_The input_
******
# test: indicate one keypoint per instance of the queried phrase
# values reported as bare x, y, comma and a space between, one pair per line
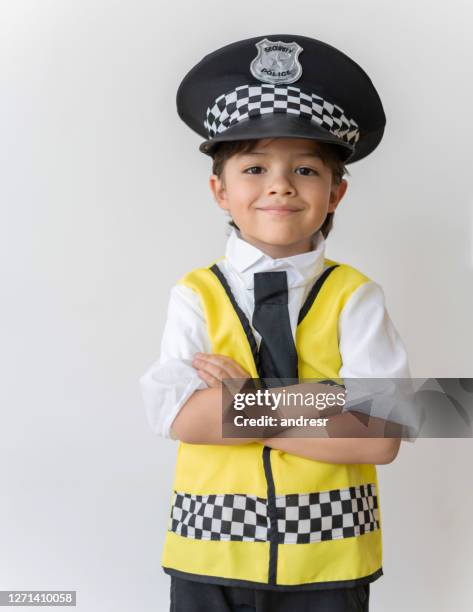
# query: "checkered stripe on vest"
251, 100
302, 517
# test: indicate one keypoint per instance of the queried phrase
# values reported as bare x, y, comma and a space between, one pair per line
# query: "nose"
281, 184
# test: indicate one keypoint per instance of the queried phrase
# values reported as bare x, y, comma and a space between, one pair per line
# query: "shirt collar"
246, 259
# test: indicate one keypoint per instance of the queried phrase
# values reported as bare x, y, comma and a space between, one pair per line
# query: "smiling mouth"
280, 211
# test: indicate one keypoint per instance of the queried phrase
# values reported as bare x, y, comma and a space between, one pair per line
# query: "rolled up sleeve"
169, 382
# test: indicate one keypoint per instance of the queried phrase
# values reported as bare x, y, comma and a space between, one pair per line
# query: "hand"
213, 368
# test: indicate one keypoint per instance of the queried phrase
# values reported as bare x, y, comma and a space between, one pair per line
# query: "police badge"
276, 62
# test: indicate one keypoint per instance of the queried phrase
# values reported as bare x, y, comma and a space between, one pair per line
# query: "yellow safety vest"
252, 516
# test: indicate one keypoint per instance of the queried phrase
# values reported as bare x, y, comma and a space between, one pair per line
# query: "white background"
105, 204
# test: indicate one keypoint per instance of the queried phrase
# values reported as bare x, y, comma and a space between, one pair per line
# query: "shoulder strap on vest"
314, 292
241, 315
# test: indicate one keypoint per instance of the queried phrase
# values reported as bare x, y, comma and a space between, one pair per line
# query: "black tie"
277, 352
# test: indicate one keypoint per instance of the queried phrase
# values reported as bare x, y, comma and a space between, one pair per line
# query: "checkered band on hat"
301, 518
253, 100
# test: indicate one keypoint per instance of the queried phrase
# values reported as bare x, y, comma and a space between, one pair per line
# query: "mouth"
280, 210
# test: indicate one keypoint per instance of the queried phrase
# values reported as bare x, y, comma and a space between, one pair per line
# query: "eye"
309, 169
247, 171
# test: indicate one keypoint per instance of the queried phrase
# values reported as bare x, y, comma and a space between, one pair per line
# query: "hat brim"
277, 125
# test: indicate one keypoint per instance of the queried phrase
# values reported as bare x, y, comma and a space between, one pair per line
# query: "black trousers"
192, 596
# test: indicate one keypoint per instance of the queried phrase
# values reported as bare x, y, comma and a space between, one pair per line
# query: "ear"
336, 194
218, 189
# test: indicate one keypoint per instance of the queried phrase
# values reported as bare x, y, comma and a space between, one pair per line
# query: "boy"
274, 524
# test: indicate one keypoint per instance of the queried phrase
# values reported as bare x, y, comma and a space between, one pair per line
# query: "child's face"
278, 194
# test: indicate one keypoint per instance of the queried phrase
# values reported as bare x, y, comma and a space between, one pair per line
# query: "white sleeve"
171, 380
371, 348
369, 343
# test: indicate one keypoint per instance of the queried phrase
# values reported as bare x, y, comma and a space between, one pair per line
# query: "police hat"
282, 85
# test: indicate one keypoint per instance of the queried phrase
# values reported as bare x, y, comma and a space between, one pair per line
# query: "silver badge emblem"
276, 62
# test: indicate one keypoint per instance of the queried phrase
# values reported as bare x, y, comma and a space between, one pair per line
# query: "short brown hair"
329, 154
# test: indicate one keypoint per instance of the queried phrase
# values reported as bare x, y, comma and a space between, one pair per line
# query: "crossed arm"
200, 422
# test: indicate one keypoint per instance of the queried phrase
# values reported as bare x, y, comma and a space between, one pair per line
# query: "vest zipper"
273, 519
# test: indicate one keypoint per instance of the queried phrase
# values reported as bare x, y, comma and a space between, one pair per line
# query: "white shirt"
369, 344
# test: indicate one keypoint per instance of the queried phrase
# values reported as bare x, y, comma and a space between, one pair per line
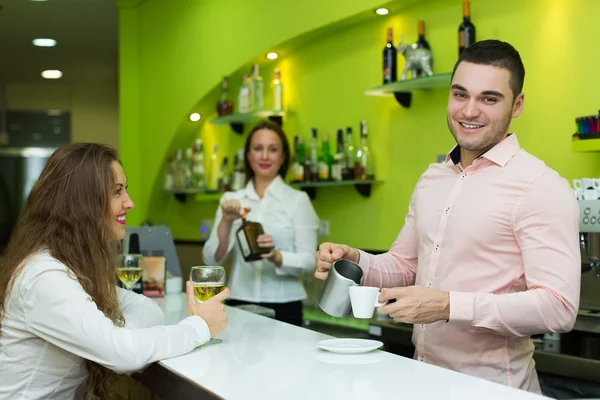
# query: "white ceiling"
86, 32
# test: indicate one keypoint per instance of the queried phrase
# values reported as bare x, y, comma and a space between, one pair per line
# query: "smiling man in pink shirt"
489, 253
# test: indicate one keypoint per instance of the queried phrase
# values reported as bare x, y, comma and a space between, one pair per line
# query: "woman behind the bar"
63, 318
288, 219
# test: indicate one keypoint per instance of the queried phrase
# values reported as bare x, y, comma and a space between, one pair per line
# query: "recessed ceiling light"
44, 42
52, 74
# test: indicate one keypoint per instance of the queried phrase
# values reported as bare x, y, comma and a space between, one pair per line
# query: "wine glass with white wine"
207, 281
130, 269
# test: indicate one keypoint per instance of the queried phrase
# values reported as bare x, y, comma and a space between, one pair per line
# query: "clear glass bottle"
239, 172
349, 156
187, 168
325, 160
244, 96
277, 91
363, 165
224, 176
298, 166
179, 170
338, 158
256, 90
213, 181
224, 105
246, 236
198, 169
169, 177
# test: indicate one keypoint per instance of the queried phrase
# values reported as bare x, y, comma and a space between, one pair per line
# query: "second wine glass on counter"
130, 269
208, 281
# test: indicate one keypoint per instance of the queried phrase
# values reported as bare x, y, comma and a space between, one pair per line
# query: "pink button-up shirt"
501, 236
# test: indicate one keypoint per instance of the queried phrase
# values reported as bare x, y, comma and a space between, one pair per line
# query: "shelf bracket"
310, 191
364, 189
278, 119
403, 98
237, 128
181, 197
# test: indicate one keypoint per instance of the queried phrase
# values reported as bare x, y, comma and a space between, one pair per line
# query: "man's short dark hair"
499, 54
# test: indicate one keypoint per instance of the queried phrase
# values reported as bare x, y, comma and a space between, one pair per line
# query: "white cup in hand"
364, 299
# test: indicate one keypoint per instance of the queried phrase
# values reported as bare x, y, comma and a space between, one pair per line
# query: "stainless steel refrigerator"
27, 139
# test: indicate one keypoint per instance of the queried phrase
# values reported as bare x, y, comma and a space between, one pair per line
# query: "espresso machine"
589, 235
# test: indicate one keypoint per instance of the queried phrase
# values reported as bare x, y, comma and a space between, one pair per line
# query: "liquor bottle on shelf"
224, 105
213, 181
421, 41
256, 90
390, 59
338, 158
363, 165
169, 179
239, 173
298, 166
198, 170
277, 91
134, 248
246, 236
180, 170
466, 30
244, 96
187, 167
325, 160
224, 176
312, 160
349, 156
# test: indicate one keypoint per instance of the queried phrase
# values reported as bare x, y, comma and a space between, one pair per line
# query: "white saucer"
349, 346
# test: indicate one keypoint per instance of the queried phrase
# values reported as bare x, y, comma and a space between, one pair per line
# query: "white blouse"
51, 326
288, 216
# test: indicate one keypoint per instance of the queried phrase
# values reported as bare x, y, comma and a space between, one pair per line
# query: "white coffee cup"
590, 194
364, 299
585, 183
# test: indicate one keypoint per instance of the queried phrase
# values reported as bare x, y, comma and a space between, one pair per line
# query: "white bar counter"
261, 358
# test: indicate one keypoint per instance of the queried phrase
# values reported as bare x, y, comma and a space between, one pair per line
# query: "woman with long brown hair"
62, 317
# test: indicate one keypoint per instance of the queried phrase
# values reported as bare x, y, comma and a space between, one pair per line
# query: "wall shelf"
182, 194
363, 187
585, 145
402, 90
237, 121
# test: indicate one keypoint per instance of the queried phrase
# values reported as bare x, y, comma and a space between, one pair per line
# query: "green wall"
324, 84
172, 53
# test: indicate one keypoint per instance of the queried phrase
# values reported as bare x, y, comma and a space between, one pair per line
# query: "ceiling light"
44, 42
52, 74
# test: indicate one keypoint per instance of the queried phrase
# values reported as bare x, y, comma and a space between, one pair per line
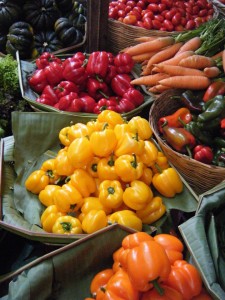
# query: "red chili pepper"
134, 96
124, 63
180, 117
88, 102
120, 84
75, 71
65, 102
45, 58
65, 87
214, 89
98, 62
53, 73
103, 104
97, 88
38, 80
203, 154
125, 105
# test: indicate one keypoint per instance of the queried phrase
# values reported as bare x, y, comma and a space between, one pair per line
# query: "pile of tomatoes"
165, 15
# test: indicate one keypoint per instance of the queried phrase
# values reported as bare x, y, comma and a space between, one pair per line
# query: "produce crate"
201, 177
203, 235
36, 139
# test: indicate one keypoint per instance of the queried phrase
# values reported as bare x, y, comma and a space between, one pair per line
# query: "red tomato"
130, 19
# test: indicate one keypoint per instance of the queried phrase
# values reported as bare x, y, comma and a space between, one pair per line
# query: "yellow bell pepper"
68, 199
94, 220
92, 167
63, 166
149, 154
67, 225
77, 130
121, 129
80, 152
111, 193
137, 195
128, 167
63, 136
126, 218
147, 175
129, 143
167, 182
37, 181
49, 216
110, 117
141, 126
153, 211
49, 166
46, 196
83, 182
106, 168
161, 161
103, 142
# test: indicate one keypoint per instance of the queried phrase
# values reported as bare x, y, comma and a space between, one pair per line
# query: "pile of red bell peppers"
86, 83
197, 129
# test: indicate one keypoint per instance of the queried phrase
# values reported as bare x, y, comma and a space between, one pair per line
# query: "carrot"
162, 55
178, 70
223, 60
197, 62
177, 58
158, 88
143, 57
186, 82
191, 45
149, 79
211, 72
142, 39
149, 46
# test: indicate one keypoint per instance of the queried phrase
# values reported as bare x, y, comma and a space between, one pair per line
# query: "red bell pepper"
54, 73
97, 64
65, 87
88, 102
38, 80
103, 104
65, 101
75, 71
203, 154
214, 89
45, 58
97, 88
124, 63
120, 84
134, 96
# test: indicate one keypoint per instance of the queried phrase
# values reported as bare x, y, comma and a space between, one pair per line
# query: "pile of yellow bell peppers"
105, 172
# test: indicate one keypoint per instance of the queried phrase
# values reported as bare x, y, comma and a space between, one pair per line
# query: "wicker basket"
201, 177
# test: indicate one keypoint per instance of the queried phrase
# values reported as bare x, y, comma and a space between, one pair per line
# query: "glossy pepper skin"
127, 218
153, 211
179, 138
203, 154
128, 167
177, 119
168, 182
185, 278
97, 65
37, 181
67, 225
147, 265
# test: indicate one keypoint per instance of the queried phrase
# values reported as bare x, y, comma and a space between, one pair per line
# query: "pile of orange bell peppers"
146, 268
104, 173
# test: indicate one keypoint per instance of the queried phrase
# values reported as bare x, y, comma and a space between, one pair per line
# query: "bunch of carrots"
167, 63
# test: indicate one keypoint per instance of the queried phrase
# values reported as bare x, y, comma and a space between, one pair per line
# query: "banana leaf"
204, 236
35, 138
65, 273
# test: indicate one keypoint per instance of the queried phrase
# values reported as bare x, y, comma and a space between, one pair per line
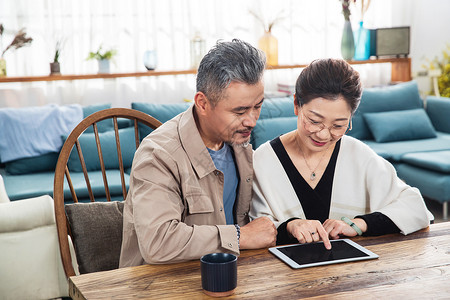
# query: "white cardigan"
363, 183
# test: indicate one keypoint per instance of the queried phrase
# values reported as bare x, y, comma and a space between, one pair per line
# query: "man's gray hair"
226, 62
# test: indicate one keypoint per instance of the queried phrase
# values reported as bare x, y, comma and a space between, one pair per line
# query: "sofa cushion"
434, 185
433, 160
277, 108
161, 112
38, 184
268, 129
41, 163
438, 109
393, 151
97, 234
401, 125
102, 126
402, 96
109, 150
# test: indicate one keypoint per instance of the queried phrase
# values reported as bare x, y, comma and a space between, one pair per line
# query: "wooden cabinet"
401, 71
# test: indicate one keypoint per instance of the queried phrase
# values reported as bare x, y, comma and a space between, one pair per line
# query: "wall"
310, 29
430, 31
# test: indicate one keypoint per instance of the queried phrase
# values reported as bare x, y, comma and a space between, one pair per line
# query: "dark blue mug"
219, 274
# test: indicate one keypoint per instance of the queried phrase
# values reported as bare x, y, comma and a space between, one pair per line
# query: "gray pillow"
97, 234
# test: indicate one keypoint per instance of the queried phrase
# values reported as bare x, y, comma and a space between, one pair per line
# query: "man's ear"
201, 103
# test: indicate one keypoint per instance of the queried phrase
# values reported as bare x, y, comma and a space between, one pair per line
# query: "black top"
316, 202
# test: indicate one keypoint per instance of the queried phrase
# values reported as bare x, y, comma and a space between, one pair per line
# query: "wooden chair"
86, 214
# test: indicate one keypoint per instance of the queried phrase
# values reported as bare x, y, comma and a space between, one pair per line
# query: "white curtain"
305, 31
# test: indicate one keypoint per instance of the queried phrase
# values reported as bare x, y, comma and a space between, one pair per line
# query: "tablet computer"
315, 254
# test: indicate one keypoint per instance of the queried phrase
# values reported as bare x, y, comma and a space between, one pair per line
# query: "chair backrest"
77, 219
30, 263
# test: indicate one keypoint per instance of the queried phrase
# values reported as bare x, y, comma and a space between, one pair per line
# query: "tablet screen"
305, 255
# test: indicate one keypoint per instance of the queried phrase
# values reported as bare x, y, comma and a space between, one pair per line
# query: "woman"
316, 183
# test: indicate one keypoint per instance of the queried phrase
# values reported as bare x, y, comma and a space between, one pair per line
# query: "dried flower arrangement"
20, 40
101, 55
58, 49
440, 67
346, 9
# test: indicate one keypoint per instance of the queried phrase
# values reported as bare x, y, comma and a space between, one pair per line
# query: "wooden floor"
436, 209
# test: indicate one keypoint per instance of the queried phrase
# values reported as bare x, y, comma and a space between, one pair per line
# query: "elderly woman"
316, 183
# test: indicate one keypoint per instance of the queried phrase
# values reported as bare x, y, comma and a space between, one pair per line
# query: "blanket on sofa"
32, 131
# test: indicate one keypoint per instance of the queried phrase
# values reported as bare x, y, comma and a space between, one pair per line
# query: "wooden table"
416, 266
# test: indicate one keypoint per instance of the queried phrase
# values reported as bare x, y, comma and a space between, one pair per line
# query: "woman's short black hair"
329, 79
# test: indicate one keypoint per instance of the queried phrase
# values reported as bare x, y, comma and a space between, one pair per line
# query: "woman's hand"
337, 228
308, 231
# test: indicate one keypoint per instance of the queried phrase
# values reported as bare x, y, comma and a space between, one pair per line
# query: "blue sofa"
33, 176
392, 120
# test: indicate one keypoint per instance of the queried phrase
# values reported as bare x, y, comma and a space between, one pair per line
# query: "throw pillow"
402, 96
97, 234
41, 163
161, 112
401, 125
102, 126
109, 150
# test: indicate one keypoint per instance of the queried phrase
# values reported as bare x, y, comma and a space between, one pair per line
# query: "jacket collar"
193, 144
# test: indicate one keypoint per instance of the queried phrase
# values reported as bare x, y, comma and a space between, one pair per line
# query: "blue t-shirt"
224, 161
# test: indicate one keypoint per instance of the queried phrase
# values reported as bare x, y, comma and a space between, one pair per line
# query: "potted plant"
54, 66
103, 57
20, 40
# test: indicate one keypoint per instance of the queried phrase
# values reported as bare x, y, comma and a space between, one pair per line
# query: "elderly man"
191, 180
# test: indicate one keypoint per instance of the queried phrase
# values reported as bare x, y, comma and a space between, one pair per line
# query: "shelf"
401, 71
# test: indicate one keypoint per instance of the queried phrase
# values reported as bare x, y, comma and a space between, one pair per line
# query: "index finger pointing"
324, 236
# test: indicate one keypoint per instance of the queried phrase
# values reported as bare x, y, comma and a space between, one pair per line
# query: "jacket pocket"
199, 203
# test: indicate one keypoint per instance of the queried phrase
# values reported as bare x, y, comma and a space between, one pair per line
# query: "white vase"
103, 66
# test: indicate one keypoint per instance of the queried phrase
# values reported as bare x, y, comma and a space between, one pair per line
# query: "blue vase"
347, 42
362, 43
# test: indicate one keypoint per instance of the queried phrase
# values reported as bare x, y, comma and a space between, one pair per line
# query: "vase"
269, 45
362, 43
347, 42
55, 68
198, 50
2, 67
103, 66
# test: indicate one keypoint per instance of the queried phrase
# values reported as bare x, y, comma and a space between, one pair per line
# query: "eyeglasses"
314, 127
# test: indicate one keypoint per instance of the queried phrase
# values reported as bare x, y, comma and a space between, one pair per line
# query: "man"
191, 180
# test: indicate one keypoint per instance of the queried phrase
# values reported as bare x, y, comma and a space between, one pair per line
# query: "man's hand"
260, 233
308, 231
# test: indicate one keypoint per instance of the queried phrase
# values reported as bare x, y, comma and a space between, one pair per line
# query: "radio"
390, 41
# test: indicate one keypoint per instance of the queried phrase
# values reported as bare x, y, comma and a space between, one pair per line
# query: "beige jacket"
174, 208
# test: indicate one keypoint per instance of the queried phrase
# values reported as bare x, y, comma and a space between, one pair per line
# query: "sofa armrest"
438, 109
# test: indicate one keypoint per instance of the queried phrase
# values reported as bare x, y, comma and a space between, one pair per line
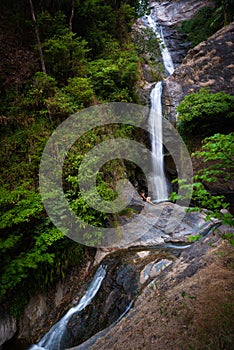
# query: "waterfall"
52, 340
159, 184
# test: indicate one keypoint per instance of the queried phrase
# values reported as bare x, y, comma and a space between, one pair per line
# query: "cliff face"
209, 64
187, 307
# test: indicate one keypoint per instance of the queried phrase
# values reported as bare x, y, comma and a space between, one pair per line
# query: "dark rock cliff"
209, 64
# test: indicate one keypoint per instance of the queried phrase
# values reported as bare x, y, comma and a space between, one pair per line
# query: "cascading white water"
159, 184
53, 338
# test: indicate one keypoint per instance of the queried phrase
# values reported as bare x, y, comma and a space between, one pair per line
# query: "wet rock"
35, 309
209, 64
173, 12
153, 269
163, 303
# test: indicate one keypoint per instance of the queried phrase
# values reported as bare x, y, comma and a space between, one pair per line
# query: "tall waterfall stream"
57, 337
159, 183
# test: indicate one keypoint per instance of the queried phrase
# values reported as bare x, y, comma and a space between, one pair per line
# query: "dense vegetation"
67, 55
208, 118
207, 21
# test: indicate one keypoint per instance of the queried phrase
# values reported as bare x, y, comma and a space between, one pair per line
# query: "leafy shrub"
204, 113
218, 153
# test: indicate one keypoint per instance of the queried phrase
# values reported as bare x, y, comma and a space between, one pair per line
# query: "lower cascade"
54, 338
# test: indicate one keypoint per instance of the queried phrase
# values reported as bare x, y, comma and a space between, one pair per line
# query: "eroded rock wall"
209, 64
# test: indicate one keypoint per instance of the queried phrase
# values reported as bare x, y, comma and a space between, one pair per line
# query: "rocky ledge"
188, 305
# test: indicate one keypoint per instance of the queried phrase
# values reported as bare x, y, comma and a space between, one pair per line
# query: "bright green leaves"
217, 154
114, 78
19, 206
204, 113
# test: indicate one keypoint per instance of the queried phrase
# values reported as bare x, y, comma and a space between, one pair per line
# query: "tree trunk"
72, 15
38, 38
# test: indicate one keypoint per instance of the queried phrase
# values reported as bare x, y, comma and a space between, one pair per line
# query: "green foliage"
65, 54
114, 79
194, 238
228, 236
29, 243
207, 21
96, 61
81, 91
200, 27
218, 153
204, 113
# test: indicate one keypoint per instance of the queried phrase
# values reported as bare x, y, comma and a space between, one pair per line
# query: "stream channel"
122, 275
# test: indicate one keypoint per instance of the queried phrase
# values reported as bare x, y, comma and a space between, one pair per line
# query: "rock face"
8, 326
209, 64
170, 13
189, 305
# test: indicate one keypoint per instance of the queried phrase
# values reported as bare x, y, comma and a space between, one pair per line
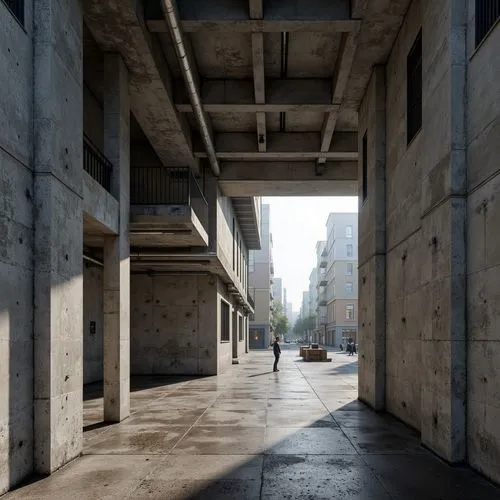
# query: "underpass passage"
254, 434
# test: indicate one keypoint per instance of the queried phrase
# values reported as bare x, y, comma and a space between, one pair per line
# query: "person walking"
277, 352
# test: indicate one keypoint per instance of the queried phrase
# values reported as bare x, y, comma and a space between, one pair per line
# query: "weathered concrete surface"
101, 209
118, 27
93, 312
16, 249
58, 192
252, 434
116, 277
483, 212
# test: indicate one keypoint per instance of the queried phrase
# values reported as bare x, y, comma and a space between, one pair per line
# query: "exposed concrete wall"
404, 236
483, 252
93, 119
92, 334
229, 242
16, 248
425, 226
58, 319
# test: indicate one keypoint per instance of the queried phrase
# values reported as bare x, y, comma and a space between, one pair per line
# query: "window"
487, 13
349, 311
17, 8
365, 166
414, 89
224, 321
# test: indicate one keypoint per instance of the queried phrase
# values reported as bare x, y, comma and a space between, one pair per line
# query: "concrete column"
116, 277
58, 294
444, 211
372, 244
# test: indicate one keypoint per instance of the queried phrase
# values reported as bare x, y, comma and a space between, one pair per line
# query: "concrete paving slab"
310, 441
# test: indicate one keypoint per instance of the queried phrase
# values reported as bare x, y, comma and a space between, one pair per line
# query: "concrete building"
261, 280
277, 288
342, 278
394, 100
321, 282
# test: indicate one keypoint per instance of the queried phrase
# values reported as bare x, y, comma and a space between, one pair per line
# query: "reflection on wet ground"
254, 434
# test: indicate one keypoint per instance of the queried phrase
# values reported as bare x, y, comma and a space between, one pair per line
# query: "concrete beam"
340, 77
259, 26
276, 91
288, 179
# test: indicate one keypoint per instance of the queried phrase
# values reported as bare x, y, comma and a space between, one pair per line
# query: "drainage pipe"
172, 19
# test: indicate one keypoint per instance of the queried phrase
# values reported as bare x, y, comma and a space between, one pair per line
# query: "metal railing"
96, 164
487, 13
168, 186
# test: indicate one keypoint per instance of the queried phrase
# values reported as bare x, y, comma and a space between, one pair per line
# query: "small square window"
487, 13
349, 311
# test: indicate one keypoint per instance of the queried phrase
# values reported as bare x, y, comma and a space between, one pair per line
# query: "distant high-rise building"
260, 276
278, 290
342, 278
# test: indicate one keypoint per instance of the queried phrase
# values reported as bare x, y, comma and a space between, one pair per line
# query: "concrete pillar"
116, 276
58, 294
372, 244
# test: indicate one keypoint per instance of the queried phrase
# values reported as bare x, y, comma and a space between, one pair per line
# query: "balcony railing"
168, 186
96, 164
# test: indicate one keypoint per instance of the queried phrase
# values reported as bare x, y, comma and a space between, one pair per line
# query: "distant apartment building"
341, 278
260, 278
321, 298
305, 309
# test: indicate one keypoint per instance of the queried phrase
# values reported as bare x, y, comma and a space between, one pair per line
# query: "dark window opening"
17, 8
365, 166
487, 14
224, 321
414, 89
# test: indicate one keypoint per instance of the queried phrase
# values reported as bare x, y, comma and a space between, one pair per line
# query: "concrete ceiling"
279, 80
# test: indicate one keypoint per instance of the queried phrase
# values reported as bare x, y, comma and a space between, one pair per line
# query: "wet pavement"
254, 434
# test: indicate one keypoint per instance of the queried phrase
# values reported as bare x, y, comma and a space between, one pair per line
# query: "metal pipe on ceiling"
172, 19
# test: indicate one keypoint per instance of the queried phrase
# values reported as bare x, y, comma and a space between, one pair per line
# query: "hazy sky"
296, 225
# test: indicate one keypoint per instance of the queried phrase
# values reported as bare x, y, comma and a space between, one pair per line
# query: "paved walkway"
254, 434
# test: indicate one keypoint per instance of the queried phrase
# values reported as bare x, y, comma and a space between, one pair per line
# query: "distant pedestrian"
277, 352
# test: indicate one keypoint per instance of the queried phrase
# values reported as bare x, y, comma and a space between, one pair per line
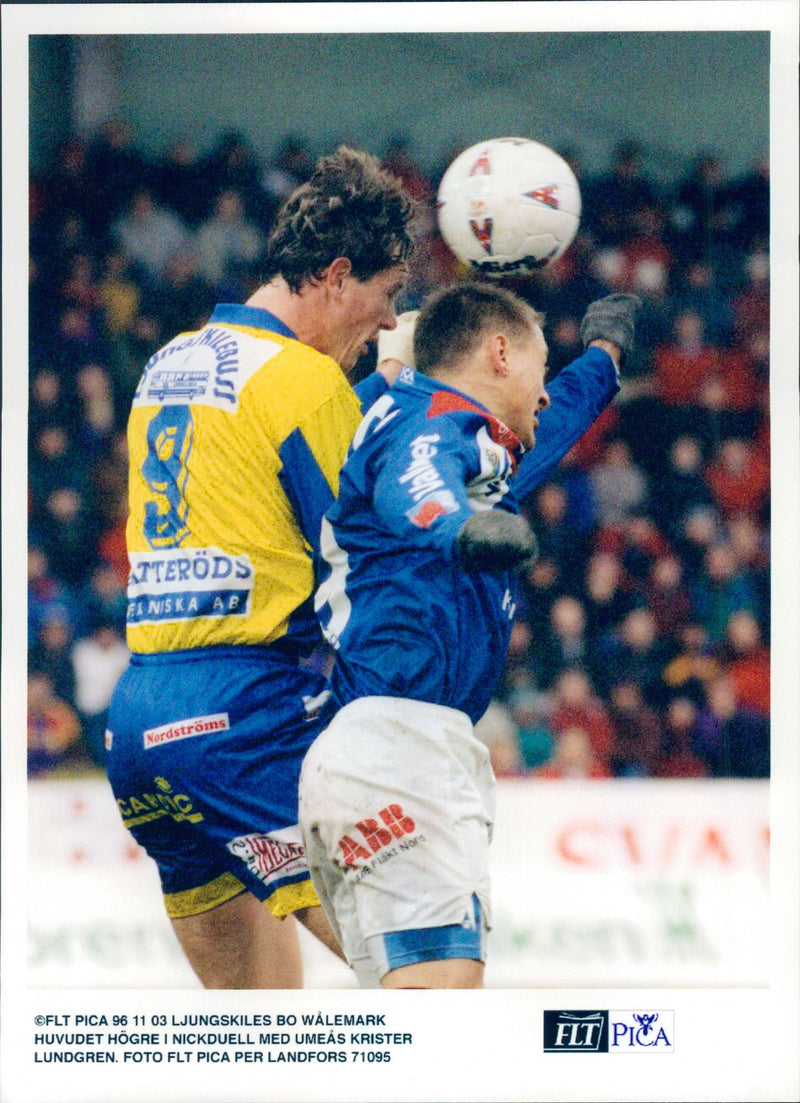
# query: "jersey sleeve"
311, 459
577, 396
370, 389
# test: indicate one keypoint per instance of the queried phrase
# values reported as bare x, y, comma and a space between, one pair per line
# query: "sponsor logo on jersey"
******
_Task details_
Gather every line above that contains the string "ceiling" and copy each one out in full.

_Right answer_
# query: "white ceiling"
# query: "recessed ceiling light"
# query: "ceiling light"
# query: "concrete ceiling"
# query: "metal pipe on ceiling"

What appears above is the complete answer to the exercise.